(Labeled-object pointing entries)
▶

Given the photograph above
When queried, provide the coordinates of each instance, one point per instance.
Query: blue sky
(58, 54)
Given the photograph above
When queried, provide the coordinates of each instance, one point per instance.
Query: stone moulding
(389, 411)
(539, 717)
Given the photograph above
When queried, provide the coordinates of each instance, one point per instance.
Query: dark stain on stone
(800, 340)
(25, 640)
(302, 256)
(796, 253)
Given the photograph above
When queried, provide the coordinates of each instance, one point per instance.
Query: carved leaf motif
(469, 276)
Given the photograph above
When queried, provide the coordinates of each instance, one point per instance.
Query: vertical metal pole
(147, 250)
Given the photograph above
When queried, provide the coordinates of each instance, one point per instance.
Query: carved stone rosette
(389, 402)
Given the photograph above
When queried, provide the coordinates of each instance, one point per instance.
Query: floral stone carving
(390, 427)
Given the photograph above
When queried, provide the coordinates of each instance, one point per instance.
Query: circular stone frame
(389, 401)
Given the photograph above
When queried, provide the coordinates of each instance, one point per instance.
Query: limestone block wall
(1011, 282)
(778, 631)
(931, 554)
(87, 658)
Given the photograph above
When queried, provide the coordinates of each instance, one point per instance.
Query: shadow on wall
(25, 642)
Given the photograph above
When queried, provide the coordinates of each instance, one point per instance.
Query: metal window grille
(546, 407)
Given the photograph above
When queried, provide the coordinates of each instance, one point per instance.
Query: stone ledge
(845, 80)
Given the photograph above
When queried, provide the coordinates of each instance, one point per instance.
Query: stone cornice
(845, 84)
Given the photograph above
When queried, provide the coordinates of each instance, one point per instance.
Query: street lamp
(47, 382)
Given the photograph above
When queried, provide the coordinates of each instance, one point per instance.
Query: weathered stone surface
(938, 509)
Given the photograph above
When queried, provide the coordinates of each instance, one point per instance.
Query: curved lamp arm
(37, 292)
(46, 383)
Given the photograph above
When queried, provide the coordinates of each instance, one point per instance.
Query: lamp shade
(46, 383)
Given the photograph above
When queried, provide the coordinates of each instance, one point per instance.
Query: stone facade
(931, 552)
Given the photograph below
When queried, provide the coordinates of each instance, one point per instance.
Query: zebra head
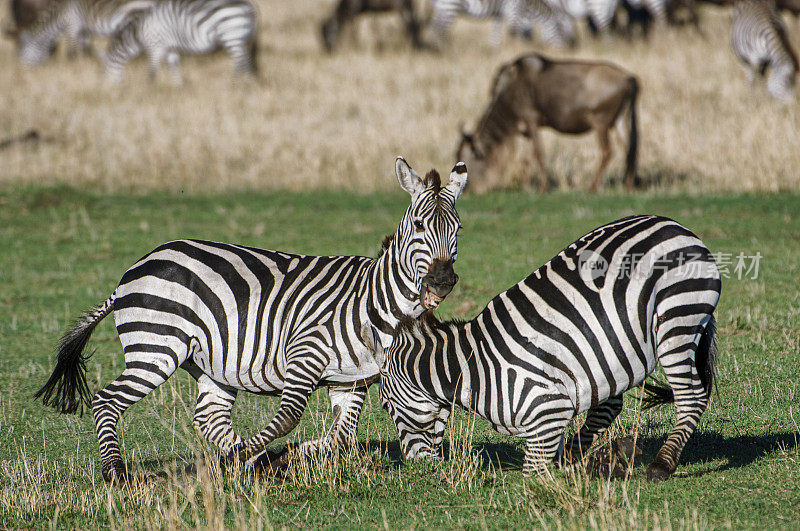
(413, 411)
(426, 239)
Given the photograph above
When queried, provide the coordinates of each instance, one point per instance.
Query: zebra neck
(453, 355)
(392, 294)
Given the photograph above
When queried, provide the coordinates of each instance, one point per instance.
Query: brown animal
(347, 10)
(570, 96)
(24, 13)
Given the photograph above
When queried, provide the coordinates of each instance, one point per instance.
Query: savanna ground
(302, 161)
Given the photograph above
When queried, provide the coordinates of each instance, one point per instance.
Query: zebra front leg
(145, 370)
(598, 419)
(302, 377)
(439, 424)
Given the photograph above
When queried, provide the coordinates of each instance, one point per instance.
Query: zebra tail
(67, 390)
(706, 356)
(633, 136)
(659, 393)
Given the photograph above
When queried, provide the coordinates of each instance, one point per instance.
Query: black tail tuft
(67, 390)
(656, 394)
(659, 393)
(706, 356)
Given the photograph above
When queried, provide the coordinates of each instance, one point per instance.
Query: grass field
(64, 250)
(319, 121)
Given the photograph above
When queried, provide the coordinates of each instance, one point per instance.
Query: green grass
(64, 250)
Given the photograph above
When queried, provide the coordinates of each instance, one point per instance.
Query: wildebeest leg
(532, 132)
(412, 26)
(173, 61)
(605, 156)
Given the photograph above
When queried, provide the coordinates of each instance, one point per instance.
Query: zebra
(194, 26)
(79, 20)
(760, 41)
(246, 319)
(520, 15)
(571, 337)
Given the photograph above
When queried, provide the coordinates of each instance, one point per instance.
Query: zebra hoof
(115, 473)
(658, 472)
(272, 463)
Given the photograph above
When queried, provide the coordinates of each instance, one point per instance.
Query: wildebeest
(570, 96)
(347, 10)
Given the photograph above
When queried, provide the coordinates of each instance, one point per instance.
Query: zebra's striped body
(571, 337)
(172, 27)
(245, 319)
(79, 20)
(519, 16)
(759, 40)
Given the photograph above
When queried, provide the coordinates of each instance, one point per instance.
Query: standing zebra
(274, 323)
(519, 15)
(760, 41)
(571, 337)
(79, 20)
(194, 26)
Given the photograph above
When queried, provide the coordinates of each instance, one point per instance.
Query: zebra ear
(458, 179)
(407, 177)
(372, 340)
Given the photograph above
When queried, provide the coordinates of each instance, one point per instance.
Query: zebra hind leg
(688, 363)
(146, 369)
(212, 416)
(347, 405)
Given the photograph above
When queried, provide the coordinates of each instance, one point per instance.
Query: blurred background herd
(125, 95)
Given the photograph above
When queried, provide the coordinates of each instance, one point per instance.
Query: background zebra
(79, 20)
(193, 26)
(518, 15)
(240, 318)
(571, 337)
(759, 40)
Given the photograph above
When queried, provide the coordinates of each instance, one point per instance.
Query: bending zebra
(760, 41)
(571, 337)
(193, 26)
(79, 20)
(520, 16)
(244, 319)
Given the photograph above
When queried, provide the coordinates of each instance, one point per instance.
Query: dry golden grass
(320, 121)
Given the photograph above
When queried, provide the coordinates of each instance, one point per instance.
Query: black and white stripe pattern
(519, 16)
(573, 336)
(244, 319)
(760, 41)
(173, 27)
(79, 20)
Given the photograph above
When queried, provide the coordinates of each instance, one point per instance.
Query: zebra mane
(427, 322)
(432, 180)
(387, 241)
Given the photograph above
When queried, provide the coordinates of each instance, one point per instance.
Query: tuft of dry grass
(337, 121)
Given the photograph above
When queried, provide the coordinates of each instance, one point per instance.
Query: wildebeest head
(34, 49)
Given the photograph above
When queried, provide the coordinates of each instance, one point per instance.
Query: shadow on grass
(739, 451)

◀
▶

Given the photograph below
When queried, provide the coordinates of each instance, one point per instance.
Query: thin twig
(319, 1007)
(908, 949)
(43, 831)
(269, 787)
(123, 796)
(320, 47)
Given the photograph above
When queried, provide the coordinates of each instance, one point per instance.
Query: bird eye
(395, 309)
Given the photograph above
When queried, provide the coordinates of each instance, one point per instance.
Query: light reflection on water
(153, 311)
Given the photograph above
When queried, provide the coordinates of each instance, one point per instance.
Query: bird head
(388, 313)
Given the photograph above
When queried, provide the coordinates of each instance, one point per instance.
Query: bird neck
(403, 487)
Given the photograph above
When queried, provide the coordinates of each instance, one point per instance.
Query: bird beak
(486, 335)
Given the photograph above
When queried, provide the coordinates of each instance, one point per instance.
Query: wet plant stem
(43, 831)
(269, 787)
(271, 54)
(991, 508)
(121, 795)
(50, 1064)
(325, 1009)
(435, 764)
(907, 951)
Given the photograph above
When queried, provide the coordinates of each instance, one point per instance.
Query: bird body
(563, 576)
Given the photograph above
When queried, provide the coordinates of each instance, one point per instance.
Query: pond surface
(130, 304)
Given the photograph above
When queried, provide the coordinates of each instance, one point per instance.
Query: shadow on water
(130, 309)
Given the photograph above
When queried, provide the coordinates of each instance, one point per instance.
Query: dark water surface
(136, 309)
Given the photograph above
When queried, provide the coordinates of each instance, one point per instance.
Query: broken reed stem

◀

#### Instructions to follow
How many lines in the data above contain the string "tuft"? Reply with the number alone.

#### Complete response
2